PASSAGE —
· · · · ·

Why N-Grams Matter for This Task

1-grams: Detect if the LLM used completely foreign vocabulary not in the PDF.
2-grams: Detect if words are reordered or the sequence is altered.
3-grams: Detect if larger phrases are compressed or rewritten.
4-grams: Detect if the overall sentence structure and idiom are preserved (most critical for assignments).

✍️ Assignment Compliance Guide

Requirement: "Retain exact original wording, sentence structure, and phrasing"

What the assignment is asking for:

Extract information from the PDF as-is, without paraphrasing or rewriting.
Preserve the original author's voice, style, and phrasing.
Maintain sentence structure and grammatical choices.
Do not compress, simplify, or improve upon the original text.

How to use metrics to verify compliance:

Metric Result Match Quality Action BLEU_proxy ≥ 70% ✅ EXCELLENT MATCH Submit with confidence BLEU_proxy 50–69% ⚠️ GOOD MATCH Review for minor rewording; accept if rubric allows BLEU_proxy < 50% ❌ SOMEWHAT MATCH Manual correction or reject; likely paraphrased

Example Calculation:

                      p1 = 80%   p2 = 60%   p3 = 40%   p4 =
                      20%

                      BLEU_proxy = (0.80 + 0.60 + 0.40 + 0.20) / 4 = 0.50 (50%)

· · · · ·

DATA BLOCK —
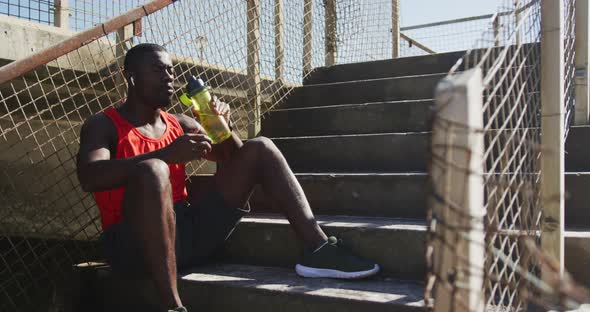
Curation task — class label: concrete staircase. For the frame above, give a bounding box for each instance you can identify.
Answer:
[78,53,590,312]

· · · · ·

BRIEF 1 —
In the n-gram passage, what are 2-grams used to detect?
BRIEF 2 —
Duplicate the n-gram passage between "3-grams: Detect if" and "paraphrasing or rewriting.", inclusive.
BRIEF 3 —
Go on with the passage about n-grams and assignment compliance from the point where it stops.

REPLY 1 —
Whether words are reordered or the sequence is altered.

REPLY 2 —
3-grams: Detect if larger phrases are compressed or rewritten.
4-grams: Detect if the overall sentence structure and idiom are preserved (most critical for assignments).

✍️ Assignment Compliance Guide

Requirement: "Retain exact original wording, sentence structure, and phrasing"

What the assignment is asking for:

Extract information from the PDF as-is, without paraphrasing or rewriting.

REPLY 3 —
This example would be classified as SOMEWHAT MATCH (BLEU_proxy < 50%).

Red Flags to Watch For:

1-gram < 80%: LLM introduced new vocabulary. Possible hallucination.
High 1-gram, Low 4-gram: Same words used but reordered/compressed. Likely paraphrasing.
Multiple PARAPHRASED fields: LLM is not suitable for this task; consider rule-based extraction.
Values not in PDF: LLM hallucinated; definitely reject.

💡 Tips & Best Practices

For Best Results:

Use digital PDFs: Scanned PDFs may have OCR errors, leading to mismatches even if extraction is correct.
Review SOMEWHAT MATCH fields immediately: Don't submit extractions with low BLEU_proxy scores without manual review.
Check context: If a field has high 1-gram but low 4-gram, read the top "missing n-grams" to see what changed.
Trust the BLEU_proxy score: For assignment compliance, focus on the BLEU_proxy as the primary indicator of wording preservation.
Manual override: If the extraction is functionally correct but has low n-gram scores due to necessary abbreviation, you can manually approve it.

Understanding Missing & Extra N-Grams:

Missing N-Grams: Sequences present in the original PDF but absent from the extraction. Usually indicates:

Words/phrases were omitted (compression)
Synonyms were used (paraphrasing)
Word order was changed (restructuring)

Extra N-Grams: Sequences in the extraction not found in the original PDF. Usually indicates:

LLM added new content (hallucination or context blending)
Different phrasing was used (paraphrasing)
Formatting or punctuation was altered (usually minor)

📚 Reference

Summary of All Metrics

Metric	What It Measures	Ideal Range	Relevance to Assignment
1-Gram	Word-level vocabulary match	≥ 85%	Detects hallucination
2-Gram	Word-pair sequence match	≥ 80%	Detects word reordering
3-Gram	Phrase-level match	≥ 80%	Detects phrase rewording
4-Gram	Sentence structure & idiom match	≥ 90%	PRIMARY COMPLIANCE INDICATOR

Common Questions

Q: Why is 4-gram the most important metric?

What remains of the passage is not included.